→ TASK BRIEF:
Please retype the data in full and exactly; the pictures are not part of the copy.

____ DATA PROVIDED

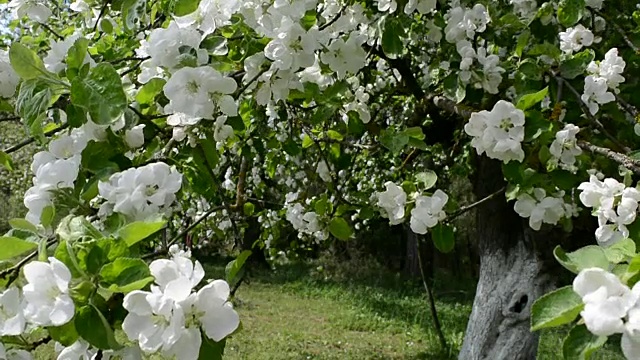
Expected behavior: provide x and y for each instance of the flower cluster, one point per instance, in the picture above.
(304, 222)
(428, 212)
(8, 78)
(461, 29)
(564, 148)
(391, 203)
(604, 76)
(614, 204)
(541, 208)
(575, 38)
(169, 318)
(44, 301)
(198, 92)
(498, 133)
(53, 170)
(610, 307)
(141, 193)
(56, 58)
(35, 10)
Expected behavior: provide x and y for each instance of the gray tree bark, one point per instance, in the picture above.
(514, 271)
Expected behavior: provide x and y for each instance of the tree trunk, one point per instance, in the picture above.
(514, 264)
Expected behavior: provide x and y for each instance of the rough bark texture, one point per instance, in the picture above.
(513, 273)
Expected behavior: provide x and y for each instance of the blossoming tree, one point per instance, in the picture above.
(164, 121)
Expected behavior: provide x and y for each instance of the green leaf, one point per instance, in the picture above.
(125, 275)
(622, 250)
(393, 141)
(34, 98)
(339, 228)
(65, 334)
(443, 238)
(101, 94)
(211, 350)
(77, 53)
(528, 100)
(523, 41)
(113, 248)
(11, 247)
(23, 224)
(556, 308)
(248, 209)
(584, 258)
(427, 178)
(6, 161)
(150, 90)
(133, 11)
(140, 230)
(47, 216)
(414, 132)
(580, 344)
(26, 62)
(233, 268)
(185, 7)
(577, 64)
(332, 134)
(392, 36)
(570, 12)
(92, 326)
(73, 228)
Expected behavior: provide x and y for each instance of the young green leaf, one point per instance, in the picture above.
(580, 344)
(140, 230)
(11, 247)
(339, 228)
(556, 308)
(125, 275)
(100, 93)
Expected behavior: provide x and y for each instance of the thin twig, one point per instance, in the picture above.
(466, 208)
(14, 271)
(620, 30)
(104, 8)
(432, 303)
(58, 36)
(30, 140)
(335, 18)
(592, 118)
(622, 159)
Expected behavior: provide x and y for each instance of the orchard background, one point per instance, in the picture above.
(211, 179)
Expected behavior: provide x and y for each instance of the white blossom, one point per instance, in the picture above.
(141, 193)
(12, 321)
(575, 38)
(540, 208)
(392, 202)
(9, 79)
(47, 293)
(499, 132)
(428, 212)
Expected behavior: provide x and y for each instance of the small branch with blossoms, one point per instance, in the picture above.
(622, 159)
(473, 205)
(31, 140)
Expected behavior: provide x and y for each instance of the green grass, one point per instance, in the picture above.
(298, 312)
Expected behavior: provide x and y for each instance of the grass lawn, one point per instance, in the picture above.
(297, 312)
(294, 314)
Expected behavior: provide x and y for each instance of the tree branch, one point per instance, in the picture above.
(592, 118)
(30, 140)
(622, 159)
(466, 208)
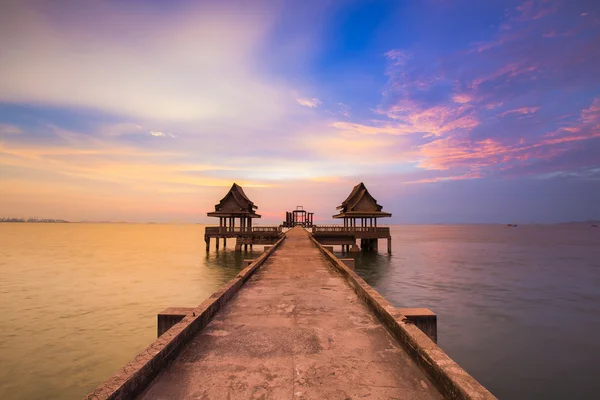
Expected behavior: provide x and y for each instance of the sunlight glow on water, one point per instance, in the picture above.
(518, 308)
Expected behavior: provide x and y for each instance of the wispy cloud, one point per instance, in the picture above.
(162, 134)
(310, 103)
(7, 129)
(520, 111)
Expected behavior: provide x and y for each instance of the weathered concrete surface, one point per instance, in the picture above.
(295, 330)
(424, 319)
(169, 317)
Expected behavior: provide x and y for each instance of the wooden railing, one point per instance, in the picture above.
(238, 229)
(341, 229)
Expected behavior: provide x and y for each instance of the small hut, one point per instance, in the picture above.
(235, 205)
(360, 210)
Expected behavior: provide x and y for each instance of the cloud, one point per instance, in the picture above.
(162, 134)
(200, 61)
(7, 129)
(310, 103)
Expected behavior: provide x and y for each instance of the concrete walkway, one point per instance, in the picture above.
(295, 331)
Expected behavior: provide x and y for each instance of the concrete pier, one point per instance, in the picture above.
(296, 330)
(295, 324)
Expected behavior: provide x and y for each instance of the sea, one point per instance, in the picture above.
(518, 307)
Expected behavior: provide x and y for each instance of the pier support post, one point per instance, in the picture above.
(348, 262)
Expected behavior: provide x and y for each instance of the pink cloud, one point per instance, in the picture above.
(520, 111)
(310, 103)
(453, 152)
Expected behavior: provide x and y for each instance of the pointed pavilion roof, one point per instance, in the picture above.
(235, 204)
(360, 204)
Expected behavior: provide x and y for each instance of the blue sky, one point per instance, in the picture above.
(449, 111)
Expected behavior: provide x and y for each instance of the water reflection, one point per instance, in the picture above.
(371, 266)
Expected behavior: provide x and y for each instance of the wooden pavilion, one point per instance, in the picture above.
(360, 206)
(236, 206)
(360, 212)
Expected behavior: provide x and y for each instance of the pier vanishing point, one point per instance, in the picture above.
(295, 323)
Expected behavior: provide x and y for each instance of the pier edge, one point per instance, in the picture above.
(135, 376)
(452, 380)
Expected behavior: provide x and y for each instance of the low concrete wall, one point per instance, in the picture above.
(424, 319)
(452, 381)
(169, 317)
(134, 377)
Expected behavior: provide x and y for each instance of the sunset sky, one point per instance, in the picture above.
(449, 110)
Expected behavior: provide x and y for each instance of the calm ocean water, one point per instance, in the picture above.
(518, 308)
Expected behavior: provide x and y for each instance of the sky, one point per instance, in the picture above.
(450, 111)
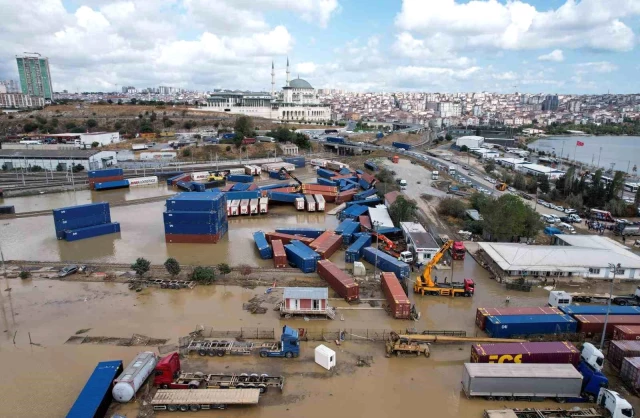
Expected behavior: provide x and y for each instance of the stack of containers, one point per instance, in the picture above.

________

→ RESPONSE TO THE EXERCISE:
Expected behavior: provide x and y for each instance of the flower cluster, one point per instance, in the picture above.
(304, 222)
(428, 212)
(8, 78)
(461, 29)
(564, 148)
(391, 203)
(604, 76)
(614, 204)
(541, 208)
(575, 38)
(169, 318)
(44, 301)
(198, 92)
(498, 133)
(53, 170)
(610, 307)
(141, 193)
(56, 58)
(35, 10)
Expected behavior: provide x and y for each instance of the gray tree bark, one point per instance, in the picture above.
(514, 271)
Expected behavior: provide x and y for each instance of the tree trunk, one point per instance, in the picture above.
(514, 264)
Expected behavior: provide x and y for each instance of the rough bark texture, one point per instance, in the picture above.
(513, 273)
Expected behavior: provide x and y for each instance of the blossoming tree, one point per instance, in the picture above.
(164, 121)
Expected behavior: provide x and y for each instance of the green leaf, one point per instance, in the picture above.
(125, 275)
(622, 250)
(393, 141)
(34, 98)
(339, 228)
(65, 334)
(443, 238)
(101, 94)
(211, 350)
(77, 53)
(528, 100)
(523, 41)
(113, 248)
(11, 247)
(23, 224)
(556, 308)
(248, 209)
(584, 258)
(427, 178)
(6, 161)
(150, 90)
(133, 11)
(140, 230)
(47, 216)
(414, 132)
(580, 344)
(26, 62)
(233, 268)
(185, 7)
(577, 64)
(332, 134)
(392, 36)
(570, 12)
(92, 326)
(73, 228)
Expected behavior: provide x and y for each instance of the young green leaf, one point per instance, in the picture above.
(580, 344)
(140, 230)
(11, 247)
(339, 228)
(556, 308)
(125, 275)
(100, 93)
Expected behavior: provide x and y for each instance of the thin twig, one point per instance, in the picture above.
(466, 208)
(14, 271)
(620, 30)
(104, 8)
(432, 303)
(58, 36)
(30, 140)
(335, 18)
(592, 118)
(622, 159)
Expected behavior: provide x and y for each instance of the orchard background, one point per instance, in the picture above.
(211, 179)
Expected behavior: provide x and y for each instance of the white blossom, one point per instance, in the picture above.
(141, 193)
(12, 321)
(575, 38)
(540, 208)
(392, 202)
(9, 79)
(47, 293)
(499, 132)
(428, 212)
Expected behavior: provide x and y for each instance of the small branch with blossoms, one point per instance, in the picture above.
(622, 159)
(473, 205)
(31, 140)
Expected behavior: provide x and y for each instance of the green grass, one point per instance, in the picture above.
(298, 312)
Expected behavior: provide x and y for each instance of the grass lawn, one point per instance, in the picture above.
(297, 312)
(294, 314)
Expected behavior: provide x and y for each instance of the tree branch, one point per instance, in the picture above.
(592, 118)
(30, 140)
(622, 159)
(466, 208)
Expected behavior: provide x and y for each instance of the sunlight glow on water, one point per instance, in the picture above.
(518, 308)
Expected behavior: provide x and y for each instance of the wispy cloud, one point per instance, in the picture above.
(162, 134)
(310, 103)
(7, 129)
(520, 111)
Expected behavior: provide x and y for each instance of the weathered concrete surface, one point per instance, in the picture above.
(295, 330)
(424, 319)
(169, 317)
Expected behavior: provide x and y for each instance of the wooden railing, one point per instance, in the picture above.
(238, 229)
(341, 229)
Expected behavior: provide x and y for each instance of the small hut, one point per instance, in the picture above.
(235, 205)
(360, 210)
Expected behavior: provide x and y for each instance of the cloud, one point per instance, in the picture above.
(162, 134)
(200, 61)
(7, 129)
(310, 103)
Expected behavior: provide x and y for each instance of the concrete walkway, one point per instance, in the picture above.
(295, 331)
Expected behavior: provide x and y for each instance of the concrete pier, one point per instance, in the picture above.
(296, 330)
(295, 324)
Expected behavior: provide x and y for each instance of the sea, one point per instance, in the picture above.
(518, 307)
Expected behavior: provide x and y for each instance of the pier support post, one point per instance, in the picture above.
(348, 262)
Expected behavior: provide x and y for each instance of the pink cloud, one point per instance, in the picture above.
(520, 111)
(310, 103)
(453, 152)
Expected behavior: provide x and y for each instance of the pointed pavilion roof, one point per instance, in the picture above.
(235, 204)
(360, 204)
Expected behavior: provide x and y for each instance of the blue sky, one point per instance, in the picture above.
(449, 111)
Expected behavior: provide x and y for each instance of the water reflection, one point per instance, in the picture above.
(371, 266)
Expected behavior: provide x and y for each instance of the wooden pavilion, one point per instance, in the picture above.
(360, 206)
(236, 206)
(360, 212)
Expected behavior: provide x and y for each instance of the pier vanishing point, one point per instance, in the picture above.
(295, 323)
Expected behavior: provide x and y for each instance of the pier edge, one point per instance, in the picture above.
(135, 376)
(452, 380)
Expected behavior: provide x and y for each instance of the low concrete wall, one point per instance, in the picture above.
(424, 319)
(452, 381)
(169, 317)
(134, 377)
Expected behavior: provide x and y for each instance of the sunset sky, one point per instance, in the picture above.
(449, 110)
Expected behavior: provide x and y for each instance of the calm ocean water, one point per instance, in the picture above.
(518, 308)
Expected behavior: provide x and y for each instance of the sky, one point per instance, in the picture above.
(450, 111)
Expected behavior: provide x and y for each instance of the stack of containers, one point per instance, in the picture above.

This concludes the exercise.